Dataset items
--- START ---

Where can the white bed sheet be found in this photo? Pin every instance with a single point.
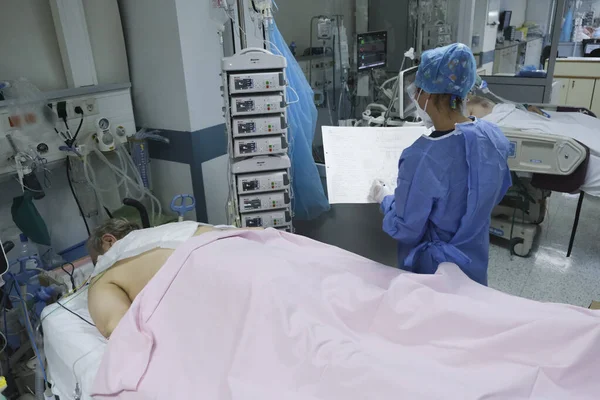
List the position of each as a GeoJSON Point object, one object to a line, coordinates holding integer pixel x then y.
{"type": "Point", "coordinates": [68, 339]}
{"type": "Point", "coordinates": [578, 126]}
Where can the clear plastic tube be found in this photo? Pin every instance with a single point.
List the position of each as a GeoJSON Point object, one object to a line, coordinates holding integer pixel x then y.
{"type": "Point", "coordinates": [122, 172]}
{"type": "Point", "coordinates": [140, 183]}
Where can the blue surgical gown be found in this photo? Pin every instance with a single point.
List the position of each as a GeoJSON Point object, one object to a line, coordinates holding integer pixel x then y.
{"type": "Point", "coordinates": [447, 189]}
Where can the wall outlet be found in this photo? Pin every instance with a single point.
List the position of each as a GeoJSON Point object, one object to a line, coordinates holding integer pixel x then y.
{"type": "Point", "coordinates": [89, 107]}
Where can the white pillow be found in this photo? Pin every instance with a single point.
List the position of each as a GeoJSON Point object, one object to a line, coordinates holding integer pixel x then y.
{"type": "Point", "coordinates": [168, 236]}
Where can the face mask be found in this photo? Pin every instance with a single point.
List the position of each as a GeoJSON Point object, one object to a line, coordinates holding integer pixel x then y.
{"type": "Point", "coordinates": [422, 113]}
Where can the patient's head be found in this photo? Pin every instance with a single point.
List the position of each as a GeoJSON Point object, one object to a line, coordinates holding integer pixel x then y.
{"type": "Point", "coordinates": [479, 107]}
{"type": "Point", "coordinates": [107, 234]}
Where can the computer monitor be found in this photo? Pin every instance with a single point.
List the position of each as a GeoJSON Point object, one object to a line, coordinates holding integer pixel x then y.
{"type": "Point", "coordinates": [505, 17]}
{"type": "Point", "coordinates": [372, 50]}
{"type": "Point", "coordinates": [405, 105]}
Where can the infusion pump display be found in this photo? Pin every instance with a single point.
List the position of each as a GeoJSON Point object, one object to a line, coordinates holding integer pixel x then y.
{"type": "Point", "coordinates": [372, 50]}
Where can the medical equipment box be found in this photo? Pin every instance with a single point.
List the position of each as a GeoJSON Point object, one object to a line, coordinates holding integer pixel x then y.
{"type": "Point", "coordinates": [261, 164]}
{"type": "Point", "coordinates": [266, 201]}
{"type": "Point", "coordinates": [257, 82]}
{"type": "Point", "coordinates": [260, 146]}
{"type": "Point", "coordinates": [248, 105]}
{"type": "Point", "coordinates": [263, 125]}
{"type": "Point", "coordinates": [266, 182]}
{"type": "Point", "coordinates": [273, 219]}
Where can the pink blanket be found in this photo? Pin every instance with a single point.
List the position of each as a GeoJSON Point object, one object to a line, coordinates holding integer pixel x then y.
{"type": "Point", "coordinates": [268, 315]}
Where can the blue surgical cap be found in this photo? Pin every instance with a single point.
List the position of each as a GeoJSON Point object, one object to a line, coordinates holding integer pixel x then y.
{"type": "Point", "coordinates": [447, 70]}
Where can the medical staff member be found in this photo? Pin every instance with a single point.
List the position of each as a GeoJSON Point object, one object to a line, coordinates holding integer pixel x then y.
{"type": "Point", "coordinates": [448, 182]}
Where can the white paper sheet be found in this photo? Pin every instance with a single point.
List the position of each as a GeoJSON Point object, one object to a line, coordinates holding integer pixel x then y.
{"type": "Point", "coordinates": [356, 156]}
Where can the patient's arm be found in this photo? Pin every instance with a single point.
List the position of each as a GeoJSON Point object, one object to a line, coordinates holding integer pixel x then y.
{"type": "Point", "coordinates": [107, 303]}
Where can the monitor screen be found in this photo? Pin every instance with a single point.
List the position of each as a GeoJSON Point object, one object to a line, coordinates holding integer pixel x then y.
{"type": "Point", "coordinates": [505, 17]}
{"type": "Point", "coordinates": [406, 106]}
{"type": "Point", "coordinates": [372, 50]}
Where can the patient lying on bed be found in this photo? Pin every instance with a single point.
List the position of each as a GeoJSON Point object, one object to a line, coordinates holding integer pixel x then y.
{"type": "Point", "coordinates": [111, 293]}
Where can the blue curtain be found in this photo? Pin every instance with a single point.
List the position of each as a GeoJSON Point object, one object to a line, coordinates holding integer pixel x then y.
{"type": "Point", "coordinates": [309, 197]}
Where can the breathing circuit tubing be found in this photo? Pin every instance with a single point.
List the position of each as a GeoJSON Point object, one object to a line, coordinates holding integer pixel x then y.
{"type": "Point", "coordinates": [125, 164]}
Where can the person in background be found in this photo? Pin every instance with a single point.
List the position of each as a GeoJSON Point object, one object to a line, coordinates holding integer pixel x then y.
{"type": "Point", "coordinates": [448, 182]}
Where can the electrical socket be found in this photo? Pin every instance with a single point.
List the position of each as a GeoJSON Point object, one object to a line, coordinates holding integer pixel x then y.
{"type": "Point", "coordinates": [89, 107]}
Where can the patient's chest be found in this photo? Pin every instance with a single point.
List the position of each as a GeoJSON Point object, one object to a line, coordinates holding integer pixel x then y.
{"type": "Point", "coordinates": [133, 274]}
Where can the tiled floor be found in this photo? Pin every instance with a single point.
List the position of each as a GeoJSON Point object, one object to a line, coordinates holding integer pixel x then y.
{"type": "Point", "coordinates": [548, 275]}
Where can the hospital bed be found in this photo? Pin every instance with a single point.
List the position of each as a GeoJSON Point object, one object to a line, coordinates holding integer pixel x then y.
{"type": "Point", "coordinates": [540, 163]}
{"type": "Point", "coordinates": [73, 347]}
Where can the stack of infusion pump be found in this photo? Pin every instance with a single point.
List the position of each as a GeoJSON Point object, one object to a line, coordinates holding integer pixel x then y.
{"type": "Point", "coordinates": [254, 84]}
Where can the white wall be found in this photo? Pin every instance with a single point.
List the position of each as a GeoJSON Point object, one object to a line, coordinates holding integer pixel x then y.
{"type": "Point", "coordinates": [539, 11]}
{"type": "Point", "coordinates": [29, 47]}
{"type": "Point", "coordinates": [106, 37]}
{"type": "Point", "coordinates": [518, 7]}
{"type": "Point", "coordinates": [202, 52]}
{"type": "Point", "coordinates": [156, 63]}
{"type": "Point", "coordinates": [293, 18]}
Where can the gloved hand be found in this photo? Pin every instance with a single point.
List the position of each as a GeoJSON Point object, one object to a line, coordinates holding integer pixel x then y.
{"type": "Point", "coordinates": [379, 191]}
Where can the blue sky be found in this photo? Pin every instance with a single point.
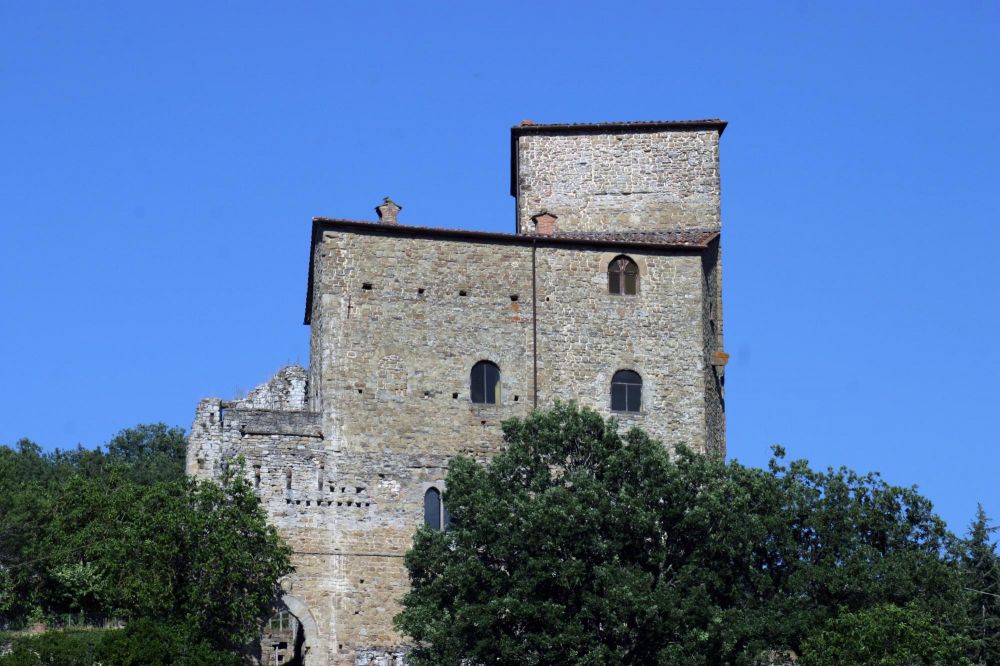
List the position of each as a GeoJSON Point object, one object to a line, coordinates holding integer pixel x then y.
{"type": "Point", "coordinates": [161, 162]}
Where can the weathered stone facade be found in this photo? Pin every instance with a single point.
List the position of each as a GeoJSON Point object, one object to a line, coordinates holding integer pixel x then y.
{"type": "Point", "coordinates": [343, 454]}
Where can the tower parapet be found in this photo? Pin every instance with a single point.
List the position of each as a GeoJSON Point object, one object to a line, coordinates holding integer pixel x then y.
{"type": "Point", "coordinates": [634, 176]}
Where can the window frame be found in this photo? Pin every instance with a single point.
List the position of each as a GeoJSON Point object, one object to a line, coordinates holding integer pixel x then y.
{"type": "Point", "coordinates": [443, 517]}
{"type": "Point", "coordinates": [619, 269]}
{"type": "Point", "coordinates": [617, 379]}
{"type": "Point", "coordinates": [485, 366]}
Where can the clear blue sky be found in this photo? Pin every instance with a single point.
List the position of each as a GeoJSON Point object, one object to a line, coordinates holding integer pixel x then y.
{"type": "Point", "coordinates": [160, 164]}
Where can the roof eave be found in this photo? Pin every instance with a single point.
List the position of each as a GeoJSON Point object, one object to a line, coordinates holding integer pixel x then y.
{"type": "Point", "coordinates": [321, 224]}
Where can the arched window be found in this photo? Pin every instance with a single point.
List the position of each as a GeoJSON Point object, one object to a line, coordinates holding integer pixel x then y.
{"type": "Point", "coordinates": [484, 383]}
{"type": "Point", "coordinates": [623, 276]}
{"type": "Point", "coordinates": [432, 508]}
{"type": "Point", "coordinates": [436, 514]}
{"type": "Point", "coordinates": [626, 391]}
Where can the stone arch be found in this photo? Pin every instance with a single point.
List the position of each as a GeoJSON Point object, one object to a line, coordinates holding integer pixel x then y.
{"type": "Point", "coordinates": [314, 654]}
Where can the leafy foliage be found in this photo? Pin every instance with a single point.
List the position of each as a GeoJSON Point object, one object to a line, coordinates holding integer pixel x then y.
{"type": "Point", "coordinates": [127, 535]}
{"type": "Point", "coordinates": [886, 635]}
{"type": "Point", "coordinates": [141, 643]}
{"type": "Point", "coordinates": [981, 578]}
{"type": "Point", "coordinates": [580, 546]}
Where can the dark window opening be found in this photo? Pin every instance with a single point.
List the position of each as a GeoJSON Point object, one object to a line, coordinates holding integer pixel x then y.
{"type": "Point", "coordinates": [623, 277]}
{"type": "Point", "coordinates": [626, 391]}
{"type": "Point", "coordinates": [436, 515]}
{"type": "Point", "coordinates": [485, 383]}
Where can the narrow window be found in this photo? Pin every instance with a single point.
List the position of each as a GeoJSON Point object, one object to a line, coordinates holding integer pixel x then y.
{"type": "Point", "coordinates": [485, 383]}
{"type": "Point", "coordinates": [626, 391]}
{"type": "Point", "coordinates": [623, 276]}
{"type": "Point", "coordinates": [432, 508]}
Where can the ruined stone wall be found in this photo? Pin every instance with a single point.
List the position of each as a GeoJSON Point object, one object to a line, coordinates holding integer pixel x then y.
{"type": "Point", "coordinates": [627, 179]}
{"type": "Point", "coordinates": [342, 455]}
{"type": "Point", "coordinates": [395, 339]}
{"type": "Point", "coordinates": [715, 405]}
{"type": "Point", "coordinates": [398, 339]}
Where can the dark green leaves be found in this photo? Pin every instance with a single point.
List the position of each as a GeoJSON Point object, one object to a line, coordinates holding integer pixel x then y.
{"type": "Point", "coordinates": [580, 546]}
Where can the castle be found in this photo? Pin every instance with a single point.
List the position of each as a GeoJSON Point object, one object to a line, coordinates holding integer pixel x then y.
{"type": "Point", "coordinates": [423, 339]}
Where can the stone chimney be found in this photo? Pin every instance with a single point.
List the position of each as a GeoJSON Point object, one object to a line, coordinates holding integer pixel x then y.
{"type": "Point", "coordinates": [545, 223]}
{"type": "Point", "coordinates": [388, 211]}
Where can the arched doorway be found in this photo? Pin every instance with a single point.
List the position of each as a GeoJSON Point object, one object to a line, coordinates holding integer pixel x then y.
{"type": "Point", "coordinates": [291, 636]}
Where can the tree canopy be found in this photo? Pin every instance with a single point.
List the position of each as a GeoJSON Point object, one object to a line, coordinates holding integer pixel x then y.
{"type": "Point", "coordinates": [577, 545]}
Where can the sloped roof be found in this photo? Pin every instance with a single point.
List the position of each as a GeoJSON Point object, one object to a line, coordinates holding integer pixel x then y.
{"type": "Point", "coordinates": [685, 240]}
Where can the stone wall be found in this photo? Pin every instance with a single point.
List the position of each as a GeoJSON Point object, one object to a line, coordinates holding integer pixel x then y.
{"type": "Point", "coordinates": [618, 179]}
{"type": "Point", "coordinates": [585, 335]}
{"type": "Point", "coordinates": [343, 454]}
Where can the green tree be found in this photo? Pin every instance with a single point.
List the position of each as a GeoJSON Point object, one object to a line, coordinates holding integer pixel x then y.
{"type": "Point", "coordinates": [980, 566]}
{"type": "Point", "coordinates": [580, 546]}
{"type": "Point", "coordinates": [126, 534]}
{"type": "Point", "coordinates": [151, 452]}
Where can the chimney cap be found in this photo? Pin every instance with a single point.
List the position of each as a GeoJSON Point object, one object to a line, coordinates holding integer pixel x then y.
{"type": "Point", "coordinates": [388, 210]}
{"type": "Point", "coordinates": [545, 223]}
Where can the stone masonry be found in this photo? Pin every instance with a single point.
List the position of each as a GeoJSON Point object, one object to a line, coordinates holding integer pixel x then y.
{"type": "Point", "coordinates": [343, 453]}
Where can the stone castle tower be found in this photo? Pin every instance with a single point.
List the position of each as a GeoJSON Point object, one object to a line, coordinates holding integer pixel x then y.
{"type": "Point", "coordinates": [423, 339]}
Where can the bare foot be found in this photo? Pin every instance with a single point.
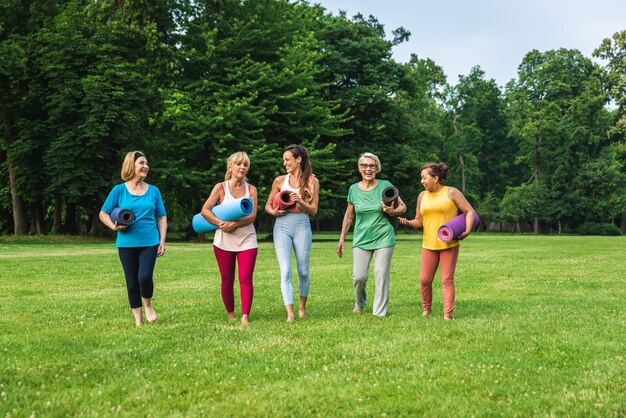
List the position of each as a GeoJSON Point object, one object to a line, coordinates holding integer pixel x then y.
{"type": "Point", "coordinates": [137, 315]}
{"type": "Point", "coordinates": [150, 314]}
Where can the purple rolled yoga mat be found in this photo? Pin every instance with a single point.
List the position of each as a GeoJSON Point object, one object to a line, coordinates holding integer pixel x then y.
{"type": "Point", "coordinates": [283, 200]}
{"type": "Point", "coordinates": [455, 227]}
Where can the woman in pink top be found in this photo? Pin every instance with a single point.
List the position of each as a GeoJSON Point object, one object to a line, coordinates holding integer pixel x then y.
{"type": "Point", "coordinates": [292, 228]}
{"type": "Point", "coordinates": [234, 241]}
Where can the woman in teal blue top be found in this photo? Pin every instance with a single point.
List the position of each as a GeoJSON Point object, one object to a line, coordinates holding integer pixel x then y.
{"type": "Point", "coordinates": [141, 242]}
{"type": "Point", "coordinates": [373, 234]}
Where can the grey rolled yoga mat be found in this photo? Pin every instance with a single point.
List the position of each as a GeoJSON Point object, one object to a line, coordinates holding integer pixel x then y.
{"type": "Point", "coordinates": [390, 197]}
{"type": "Point", "coordinates": [122, 216]}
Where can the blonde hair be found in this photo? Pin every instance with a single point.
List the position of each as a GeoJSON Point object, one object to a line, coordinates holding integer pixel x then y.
{"type": "Point", "coordinates": [373, 157]}
{"type": "Point", "coordinates": [128, 166]}
{"type": "Point", "coordinates": [236, 158]}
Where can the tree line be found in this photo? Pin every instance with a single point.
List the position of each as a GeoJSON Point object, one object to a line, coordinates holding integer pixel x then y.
{"type": "Point", "coordinates": [189, 82]}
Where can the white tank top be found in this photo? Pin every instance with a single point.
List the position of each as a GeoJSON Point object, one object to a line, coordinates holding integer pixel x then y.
{"type": "Point", "coordinates": [240, 239]}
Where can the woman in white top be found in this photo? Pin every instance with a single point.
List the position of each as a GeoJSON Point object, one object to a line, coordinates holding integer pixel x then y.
{"type": "Point", "coordinates": [292, 228]}
{"type": "Point", "coordinates": [234, 241]}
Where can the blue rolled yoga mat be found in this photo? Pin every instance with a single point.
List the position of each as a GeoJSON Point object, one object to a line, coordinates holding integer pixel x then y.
{"type": "Point", "coordinates": [230, 211]}
{"type": "Point", "coordinates": [122, 216]}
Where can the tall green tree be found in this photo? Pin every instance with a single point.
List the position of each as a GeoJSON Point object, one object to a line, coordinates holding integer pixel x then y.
{"type": "Point", "coordinates": [558, 119]}
{"type": "Point", "coordinates": [479, 150]}
{"type": "Point", "coordinates": [613, 51]}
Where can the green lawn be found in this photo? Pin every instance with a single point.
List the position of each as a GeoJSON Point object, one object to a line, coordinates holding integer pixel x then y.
{"type": "Point", "coordinates": [539, 330]}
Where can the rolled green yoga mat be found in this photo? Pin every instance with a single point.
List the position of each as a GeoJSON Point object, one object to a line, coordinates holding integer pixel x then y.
{"type": "Point", "coordinates": [230, 211]}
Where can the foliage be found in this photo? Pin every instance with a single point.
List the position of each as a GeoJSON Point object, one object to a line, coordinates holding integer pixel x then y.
{"type": "Point", "coordinates": [590, 228]}
{"type": "Point", "coordinates": [187, 82]}
{"type": "Point", "coordinates": [526, 339]}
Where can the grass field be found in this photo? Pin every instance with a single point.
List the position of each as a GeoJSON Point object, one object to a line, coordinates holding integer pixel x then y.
{"type": "Point", "coordinates": [539, 331]}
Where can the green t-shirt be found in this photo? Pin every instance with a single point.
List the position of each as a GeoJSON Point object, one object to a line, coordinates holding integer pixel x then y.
{"type": "Point", "coordinates": [372, 229]}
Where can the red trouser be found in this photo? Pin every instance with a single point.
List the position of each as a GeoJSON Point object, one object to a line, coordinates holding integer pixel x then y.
{"type": "Point", "coordinates": [446, 259]}
{"type": "Point", "coordinates": [226, 263]}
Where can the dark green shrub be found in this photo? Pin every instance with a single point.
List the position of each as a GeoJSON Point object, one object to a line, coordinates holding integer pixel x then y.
{"type": "Point", "coordinates": [591, 228]}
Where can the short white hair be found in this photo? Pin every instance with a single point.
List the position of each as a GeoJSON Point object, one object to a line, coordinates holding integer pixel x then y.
{"type": "Point", "coordinates": [373, 157]}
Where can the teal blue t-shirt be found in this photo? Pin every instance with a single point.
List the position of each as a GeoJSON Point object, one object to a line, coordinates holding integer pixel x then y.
{"type": "Point", "coordinates": [372, 230]}
{"type": "Point", "coordinates": [143, 232]}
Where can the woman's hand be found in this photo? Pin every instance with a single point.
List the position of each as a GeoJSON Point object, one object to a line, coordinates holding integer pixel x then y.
{"type": "Point", "coordinates": [228, 226]}
{"type": "Point", "coordinates": [295, 197]}
{"type": "Point", "coordinates": [464, 235]}
{"type": "Point", "coordinates": [278, 212]}
{"type": "Point", "coordinates": [389, 210]}
{"type": "Point", "coordinates": [117, 227]}
{"type": "Point", "coordinates": [340, 248]}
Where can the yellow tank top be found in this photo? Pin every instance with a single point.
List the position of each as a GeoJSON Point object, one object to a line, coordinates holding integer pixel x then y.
{"type": "Point", "coordinates": [437, 209]}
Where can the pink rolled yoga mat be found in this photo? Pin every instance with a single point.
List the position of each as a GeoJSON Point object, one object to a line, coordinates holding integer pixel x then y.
{"type": "Point", "coordinates": [455, 227]}
{"type": "Point", "coordinates": [282, 200]}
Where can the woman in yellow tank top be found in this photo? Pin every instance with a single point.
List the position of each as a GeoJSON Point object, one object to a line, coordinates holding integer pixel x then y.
{"type": "Point", "coordinates": [436, 205]}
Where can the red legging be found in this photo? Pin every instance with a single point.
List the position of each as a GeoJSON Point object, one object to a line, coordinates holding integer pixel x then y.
{"type": "Point", "coordinates": [226, 264]}
{"type": "Point", "coordinates": [446, 259]}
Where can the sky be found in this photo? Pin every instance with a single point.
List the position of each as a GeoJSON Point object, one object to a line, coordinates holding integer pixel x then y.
{"type": "Point", "coordinates": [496, 35]}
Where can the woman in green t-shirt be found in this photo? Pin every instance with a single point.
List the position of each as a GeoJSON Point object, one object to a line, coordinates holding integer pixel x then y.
{"type": "Point", "coordinates": [373, 234]}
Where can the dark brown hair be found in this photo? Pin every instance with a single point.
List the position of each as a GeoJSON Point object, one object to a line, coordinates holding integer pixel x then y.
{"type": "Point", "coordinates": [306, 167]}
{"type": "Point", "coordinates": [437, 170]}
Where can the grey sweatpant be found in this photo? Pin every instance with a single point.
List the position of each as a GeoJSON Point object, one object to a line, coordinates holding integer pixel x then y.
{"type": "Point", "coordinates": [360, 267]}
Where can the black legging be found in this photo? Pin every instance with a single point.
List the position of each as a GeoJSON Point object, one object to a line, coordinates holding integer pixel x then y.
{"type": "Point", "coordinates": [138, 263]}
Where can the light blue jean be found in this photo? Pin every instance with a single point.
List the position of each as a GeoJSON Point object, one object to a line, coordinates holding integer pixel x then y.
{"type": "Point", "coordinates": [293, 230]}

--- END ---

Write the lines out exactly, from the one with "Where can the grey sweatpant" down to the last line of the listing, and leave out all others.

Where can the grey sweatpant be found in this photo? Pin every instance with a single point.
List the position of each as a GeoJSON Point object, one object to a line, coordinates holding integer pixel x then y.
{"type": "Point", "coordinates": [360, 267]}
Where can the black legging be found in this photo? Pin every instance with a single point.
List the position of each as a GeoJSON Point object, one object to a line, coordinates holding integer pixel x then y.
{"type": "Point", "coordinates": [138, 263]}
Where can the light blue jean be found in this photo? Pin every instance with a single point.
List the position of each as a GeoJSON Point object, one object to a line, coordinates holding integer pixel x then y.
{"type": "Point", "coordinates": [293, 230]}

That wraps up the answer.